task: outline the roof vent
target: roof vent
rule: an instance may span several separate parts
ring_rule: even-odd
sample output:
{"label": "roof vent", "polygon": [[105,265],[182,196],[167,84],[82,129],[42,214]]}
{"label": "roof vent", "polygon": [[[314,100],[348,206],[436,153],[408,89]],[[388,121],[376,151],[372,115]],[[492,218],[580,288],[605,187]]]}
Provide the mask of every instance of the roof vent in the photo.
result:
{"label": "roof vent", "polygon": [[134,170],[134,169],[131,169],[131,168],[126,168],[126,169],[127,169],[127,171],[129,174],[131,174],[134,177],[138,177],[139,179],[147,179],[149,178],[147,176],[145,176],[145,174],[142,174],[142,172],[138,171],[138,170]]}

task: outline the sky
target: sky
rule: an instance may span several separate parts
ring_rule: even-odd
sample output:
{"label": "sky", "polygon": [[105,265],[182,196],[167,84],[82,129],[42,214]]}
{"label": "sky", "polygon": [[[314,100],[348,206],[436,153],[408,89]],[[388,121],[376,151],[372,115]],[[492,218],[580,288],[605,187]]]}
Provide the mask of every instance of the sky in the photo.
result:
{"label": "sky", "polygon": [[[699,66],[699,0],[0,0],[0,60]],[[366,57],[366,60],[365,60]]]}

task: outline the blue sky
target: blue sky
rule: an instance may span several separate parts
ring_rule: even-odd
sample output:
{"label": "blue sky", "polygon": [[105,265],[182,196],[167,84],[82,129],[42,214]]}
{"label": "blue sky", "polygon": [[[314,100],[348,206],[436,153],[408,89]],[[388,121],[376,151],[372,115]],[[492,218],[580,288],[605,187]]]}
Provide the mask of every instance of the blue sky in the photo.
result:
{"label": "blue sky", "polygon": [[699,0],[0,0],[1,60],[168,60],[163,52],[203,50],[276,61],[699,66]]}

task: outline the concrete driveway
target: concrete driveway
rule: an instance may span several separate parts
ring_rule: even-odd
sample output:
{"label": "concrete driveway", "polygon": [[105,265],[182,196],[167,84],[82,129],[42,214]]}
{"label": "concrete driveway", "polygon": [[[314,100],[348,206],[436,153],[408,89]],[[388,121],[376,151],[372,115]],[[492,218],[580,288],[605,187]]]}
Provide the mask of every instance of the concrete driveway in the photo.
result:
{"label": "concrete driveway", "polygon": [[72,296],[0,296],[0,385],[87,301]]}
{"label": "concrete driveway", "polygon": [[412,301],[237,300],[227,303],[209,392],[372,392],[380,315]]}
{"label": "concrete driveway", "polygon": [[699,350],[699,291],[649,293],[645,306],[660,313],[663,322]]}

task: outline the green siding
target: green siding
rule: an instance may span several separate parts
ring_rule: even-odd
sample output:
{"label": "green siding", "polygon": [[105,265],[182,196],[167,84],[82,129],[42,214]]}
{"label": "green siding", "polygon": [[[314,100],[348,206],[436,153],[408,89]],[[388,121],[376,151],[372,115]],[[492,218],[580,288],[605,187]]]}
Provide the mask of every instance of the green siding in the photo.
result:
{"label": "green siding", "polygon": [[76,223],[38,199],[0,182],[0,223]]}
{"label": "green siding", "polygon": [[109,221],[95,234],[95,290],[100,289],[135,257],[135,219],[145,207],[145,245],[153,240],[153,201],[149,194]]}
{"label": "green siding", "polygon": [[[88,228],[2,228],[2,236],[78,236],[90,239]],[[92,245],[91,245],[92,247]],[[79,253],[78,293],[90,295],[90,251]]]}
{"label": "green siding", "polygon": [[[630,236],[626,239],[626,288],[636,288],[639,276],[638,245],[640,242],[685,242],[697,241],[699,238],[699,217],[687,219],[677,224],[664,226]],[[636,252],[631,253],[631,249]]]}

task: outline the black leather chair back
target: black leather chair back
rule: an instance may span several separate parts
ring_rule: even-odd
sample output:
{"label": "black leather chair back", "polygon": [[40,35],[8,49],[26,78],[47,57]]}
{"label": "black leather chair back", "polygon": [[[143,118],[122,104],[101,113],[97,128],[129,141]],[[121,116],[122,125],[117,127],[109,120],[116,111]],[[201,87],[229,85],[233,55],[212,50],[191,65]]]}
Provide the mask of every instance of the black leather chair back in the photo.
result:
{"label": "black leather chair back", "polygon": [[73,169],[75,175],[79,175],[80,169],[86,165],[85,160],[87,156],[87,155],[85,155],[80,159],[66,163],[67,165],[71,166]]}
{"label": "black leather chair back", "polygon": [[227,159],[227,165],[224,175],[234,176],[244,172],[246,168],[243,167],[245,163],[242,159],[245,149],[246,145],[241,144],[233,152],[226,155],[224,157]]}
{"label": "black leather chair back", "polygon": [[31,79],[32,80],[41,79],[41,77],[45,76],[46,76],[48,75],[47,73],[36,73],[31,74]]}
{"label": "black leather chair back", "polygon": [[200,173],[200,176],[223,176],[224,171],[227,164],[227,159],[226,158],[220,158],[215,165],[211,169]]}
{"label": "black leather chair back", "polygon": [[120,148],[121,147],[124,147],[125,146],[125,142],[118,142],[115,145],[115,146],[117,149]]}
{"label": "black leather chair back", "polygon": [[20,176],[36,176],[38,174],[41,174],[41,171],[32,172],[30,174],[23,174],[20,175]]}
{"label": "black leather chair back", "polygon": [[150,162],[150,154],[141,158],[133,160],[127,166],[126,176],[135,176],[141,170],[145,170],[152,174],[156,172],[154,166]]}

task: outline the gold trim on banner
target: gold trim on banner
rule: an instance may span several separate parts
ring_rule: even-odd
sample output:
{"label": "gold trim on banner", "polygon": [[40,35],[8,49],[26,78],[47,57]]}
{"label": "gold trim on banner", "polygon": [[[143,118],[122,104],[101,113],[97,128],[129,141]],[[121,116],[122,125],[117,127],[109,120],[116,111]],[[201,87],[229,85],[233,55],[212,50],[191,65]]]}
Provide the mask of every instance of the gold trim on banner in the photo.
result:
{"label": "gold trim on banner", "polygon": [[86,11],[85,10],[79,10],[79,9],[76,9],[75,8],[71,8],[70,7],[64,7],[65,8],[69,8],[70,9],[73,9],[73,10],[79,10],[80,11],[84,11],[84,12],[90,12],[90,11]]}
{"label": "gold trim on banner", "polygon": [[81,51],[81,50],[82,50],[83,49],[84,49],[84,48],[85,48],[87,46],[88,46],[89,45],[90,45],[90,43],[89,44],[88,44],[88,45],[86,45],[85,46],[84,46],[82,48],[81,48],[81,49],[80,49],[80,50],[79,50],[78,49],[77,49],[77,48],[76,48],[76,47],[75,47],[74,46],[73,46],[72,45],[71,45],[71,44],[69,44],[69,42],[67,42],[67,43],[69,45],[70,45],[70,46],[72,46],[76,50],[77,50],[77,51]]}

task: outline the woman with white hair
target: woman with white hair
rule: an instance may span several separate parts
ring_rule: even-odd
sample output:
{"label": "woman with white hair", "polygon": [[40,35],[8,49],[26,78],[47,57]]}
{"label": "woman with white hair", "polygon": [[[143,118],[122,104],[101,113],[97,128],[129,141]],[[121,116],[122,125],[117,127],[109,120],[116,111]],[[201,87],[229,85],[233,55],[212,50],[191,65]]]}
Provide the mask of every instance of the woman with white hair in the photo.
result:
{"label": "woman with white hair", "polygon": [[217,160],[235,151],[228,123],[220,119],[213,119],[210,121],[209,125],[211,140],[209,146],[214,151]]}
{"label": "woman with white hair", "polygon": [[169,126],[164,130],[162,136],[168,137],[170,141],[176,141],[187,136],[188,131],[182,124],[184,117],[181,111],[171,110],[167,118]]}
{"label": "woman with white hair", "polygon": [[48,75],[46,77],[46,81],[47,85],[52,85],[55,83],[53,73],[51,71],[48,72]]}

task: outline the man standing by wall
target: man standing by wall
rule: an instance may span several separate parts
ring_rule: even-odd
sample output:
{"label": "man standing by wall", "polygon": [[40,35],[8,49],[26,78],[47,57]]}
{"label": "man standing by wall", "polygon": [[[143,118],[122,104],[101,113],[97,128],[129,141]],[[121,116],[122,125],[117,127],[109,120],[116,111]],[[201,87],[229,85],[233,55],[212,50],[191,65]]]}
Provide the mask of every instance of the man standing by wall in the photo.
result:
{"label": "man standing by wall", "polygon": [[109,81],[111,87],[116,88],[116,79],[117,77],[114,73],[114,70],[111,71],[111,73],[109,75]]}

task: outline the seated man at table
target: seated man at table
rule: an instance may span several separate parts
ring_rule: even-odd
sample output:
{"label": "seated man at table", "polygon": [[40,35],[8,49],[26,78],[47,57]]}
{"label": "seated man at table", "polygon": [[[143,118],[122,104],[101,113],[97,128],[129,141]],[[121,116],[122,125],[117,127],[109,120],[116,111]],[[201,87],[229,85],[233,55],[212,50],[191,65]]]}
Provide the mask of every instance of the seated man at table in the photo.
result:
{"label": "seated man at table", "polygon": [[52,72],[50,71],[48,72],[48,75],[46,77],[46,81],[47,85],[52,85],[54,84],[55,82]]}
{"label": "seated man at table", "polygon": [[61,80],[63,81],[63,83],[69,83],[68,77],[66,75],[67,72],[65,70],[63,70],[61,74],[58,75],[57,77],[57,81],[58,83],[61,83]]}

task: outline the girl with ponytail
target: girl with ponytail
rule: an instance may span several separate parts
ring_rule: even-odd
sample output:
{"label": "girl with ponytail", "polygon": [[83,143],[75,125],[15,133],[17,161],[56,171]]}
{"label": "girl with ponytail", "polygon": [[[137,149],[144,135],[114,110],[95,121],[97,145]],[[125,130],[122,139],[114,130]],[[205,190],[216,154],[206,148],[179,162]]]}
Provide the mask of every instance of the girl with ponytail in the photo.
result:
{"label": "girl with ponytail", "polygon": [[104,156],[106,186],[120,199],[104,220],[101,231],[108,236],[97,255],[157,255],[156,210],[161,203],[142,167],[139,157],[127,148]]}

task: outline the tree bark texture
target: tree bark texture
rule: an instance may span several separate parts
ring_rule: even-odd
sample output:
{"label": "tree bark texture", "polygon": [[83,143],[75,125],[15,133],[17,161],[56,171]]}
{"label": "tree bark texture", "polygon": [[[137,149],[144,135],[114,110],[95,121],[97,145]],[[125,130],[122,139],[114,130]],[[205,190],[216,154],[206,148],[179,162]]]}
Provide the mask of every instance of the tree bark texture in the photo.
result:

◇ ◇ ◇ ◇

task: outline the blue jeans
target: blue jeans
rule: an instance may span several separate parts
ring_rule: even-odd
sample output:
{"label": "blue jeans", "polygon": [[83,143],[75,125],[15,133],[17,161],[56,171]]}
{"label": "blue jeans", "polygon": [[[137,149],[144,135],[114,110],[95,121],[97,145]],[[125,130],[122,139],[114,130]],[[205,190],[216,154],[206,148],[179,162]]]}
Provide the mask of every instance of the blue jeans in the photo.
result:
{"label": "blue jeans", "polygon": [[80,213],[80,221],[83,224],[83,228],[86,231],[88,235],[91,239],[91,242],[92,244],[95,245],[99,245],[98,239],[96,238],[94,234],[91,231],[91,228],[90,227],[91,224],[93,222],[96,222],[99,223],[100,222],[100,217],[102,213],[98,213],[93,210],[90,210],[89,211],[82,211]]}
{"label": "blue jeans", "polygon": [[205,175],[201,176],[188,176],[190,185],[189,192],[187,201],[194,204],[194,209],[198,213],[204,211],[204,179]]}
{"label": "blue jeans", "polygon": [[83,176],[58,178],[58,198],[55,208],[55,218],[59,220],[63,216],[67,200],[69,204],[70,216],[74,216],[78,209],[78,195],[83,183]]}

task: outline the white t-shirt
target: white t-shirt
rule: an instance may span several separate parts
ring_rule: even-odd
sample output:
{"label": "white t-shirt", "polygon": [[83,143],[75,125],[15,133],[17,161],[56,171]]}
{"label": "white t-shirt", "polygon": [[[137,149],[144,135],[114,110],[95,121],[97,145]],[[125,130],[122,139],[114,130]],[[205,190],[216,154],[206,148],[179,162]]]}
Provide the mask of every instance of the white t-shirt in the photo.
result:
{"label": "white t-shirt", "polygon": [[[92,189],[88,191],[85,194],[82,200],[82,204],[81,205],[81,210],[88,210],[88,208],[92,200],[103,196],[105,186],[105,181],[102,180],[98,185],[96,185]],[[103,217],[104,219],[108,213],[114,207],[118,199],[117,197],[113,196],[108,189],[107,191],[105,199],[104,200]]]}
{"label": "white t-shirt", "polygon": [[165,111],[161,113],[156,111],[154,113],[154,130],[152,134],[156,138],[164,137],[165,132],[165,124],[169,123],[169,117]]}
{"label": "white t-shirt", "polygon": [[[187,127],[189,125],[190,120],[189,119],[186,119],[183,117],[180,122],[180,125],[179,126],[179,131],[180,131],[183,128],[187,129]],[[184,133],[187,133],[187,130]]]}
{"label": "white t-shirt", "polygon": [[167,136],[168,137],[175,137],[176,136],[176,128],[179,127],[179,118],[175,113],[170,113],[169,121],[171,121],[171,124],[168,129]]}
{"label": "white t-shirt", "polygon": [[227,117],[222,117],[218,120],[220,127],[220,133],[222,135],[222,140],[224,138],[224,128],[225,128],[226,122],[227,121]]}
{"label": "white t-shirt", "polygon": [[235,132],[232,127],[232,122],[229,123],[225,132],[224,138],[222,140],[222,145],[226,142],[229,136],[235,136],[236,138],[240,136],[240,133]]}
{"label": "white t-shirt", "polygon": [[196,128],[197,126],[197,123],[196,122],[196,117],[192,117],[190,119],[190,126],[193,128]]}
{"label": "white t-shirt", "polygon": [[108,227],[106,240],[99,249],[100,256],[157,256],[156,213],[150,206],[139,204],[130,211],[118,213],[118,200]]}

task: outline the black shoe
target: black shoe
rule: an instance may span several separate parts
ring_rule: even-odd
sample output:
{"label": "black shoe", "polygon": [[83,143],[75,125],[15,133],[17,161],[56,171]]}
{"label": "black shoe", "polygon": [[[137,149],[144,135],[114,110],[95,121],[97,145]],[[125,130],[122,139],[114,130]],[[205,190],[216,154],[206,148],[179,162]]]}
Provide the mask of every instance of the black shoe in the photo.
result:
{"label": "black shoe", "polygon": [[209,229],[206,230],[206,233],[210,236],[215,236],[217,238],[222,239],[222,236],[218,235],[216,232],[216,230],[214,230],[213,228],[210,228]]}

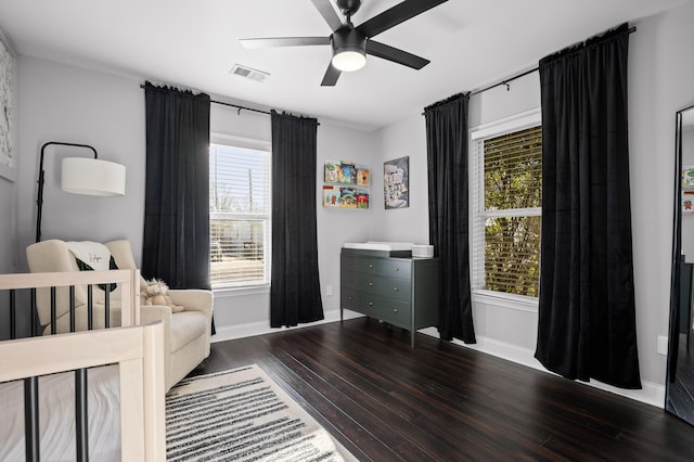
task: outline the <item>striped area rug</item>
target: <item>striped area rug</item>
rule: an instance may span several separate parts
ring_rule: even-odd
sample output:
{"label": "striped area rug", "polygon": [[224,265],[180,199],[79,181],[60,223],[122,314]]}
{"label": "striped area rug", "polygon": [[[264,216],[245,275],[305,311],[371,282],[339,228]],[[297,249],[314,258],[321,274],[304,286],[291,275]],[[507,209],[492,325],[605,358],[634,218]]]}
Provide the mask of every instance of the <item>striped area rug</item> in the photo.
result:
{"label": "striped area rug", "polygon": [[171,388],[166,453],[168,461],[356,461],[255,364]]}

◇ ◇ ◇ ◇

Count the lines of the records that contain the string "wall" and give only that number.

→ **Written response**: 6